++++ Items ++++

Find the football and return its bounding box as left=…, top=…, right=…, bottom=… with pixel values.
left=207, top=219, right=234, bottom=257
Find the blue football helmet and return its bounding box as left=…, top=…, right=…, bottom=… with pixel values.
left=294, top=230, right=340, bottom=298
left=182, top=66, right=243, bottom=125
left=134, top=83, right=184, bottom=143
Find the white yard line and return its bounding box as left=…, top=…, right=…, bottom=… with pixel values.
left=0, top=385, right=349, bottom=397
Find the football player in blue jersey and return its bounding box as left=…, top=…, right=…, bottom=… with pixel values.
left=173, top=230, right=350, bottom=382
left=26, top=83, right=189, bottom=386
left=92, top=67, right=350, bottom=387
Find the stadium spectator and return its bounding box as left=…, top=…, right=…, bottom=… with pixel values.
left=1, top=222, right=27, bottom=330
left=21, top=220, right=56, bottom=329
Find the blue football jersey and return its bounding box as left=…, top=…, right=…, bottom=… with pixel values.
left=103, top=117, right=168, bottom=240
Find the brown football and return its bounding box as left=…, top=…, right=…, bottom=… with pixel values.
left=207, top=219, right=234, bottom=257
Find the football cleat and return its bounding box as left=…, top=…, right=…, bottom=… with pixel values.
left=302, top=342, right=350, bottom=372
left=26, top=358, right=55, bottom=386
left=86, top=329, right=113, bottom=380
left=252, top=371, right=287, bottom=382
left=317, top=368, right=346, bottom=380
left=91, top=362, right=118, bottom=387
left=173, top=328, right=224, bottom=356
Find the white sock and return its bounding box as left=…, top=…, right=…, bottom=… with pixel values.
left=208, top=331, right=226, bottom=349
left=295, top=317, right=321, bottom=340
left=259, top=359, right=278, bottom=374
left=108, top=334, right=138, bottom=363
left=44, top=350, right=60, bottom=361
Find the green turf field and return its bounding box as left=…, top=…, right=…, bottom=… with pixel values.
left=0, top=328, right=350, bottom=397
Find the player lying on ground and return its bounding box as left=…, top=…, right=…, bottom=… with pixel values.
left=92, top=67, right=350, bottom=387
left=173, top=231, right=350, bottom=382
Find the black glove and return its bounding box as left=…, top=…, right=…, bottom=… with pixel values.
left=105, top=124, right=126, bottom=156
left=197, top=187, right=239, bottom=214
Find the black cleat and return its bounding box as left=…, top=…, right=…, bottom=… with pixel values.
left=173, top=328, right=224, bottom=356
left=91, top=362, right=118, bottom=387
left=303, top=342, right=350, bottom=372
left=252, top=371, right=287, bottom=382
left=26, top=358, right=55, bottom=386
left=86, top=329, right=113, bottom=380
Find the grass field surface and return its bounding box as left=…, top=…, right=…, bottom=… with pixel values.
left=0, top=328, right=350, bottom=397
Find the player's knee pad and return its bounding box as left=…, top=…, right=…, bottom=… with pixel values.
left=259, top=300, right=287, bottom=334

++++

What is being asked: Output the full listing without altering anything.

Solution for this problem:
Find the football and return its bounding box as left=…, top=…, right=…, bottom=… with pixel values.
left=207, top=219, right=234, bottom=257
Find the blue football helmet and return its bounding box as left=…, top=…, right=…, bottom=… with pixel values.
left=294, top=230, right=340, bottom=298
left=182, top=66, right=243, bottom=125
left=134, top=83, right=184, bottom=143
Find the white yard line and return its bounding box as left=…, top=…, right=…, bottom=… with pixel values.
left=0, top=385, right=349, bottom=397
Find the football player in blue jersey and return its bounding box as left=…, top=…, right=…, bottom=… with pixel values.
left=173, top=230, right=350, bottom=382
left=26, top=83, right=189, bottom=386
left=92, top=67, right=350, bottom=387
Find the stadium spectator and return its bounding box as left=…, top=…, right=…, bottom=… with pixel values.
left=1, top=222, right=27, bottom=330
left=21, top=220, right=56, bottom=329
Find the blue football jersey and return its bounding box as left=…, top=…, right=…, bottom=… with pixel values.
left=103, top=117, right=168, bottom=240
Find the brown football and return its bounding box as left=…, top=…, right=…, bottom=… with pixel values.
left=207, top=219, right=234, bottom=257
Find the football cleat and return its bounding box as left=…, top=…, right=…, bottom=… with pixel values.
left=302, top=342, right=350, bottom=372
left=26, top=358, right=55, bottom=386
left=86, top=329, right=113, bottom=380
left=252, top=371, right=287, bottom=382
left=317, top=368, right=346, bottom=380
left=91, top=362, right=118, bottom=387
left=173, top=328, right=224, bottom=356
Find the white sock and return its bounding box as left=…, top=…, right=…, bottom=… with pixel values.
left=208, top=331, right=226, bottom=349
left=295, top=317, right=321, bottom=340
left=259, top=359, right=278, bottom=374
left=108, top=334, right=138, bottom=363
left=44, top=350, right=60, bottom=361
Find the green turf field and return its bounding box as left=…, top=…, right=…, bottom=… with pixel values.
left=0, top=328, right=350, bottom=397
Find the player lying on ground and return its bounding box as left=…, top=…, right=…, bottom=… with pixel values.
left=92, top=67, right=350, bottom=387
left=173, top=231, right=350, bottom=382
Find the black glove and return its bounding box as left=…, top=…, right=…, bottom=… with pixel values.
left=105, top=124, right=126, bottom=156
left=197, top=187, right=239, bottom=214
Find the black cleat and return its bounding box as left=…, top=…, right=…, bottom=… with pixel values.
left=173, top=328, right=224, bottom=356
left=91, top=362, right=118, bottom=387
left=303, top=342, right=350, bottom=372
left=252, top=371, right=287, bottom=382
left=26, top=358, right=55, bottom=386
left=86, top=329, right=113, bottom=380
Find the grass field surface and return its bounding box as left=…, top=…, right=…, bottom=… with pixel values.
left=0, top=328, right=350, bottom=397
Find the player's knee pad and return its bounding box as left=…, top=…, right=…, bottom=… with pixel values.
left=259, top=300, right=287, bottom=334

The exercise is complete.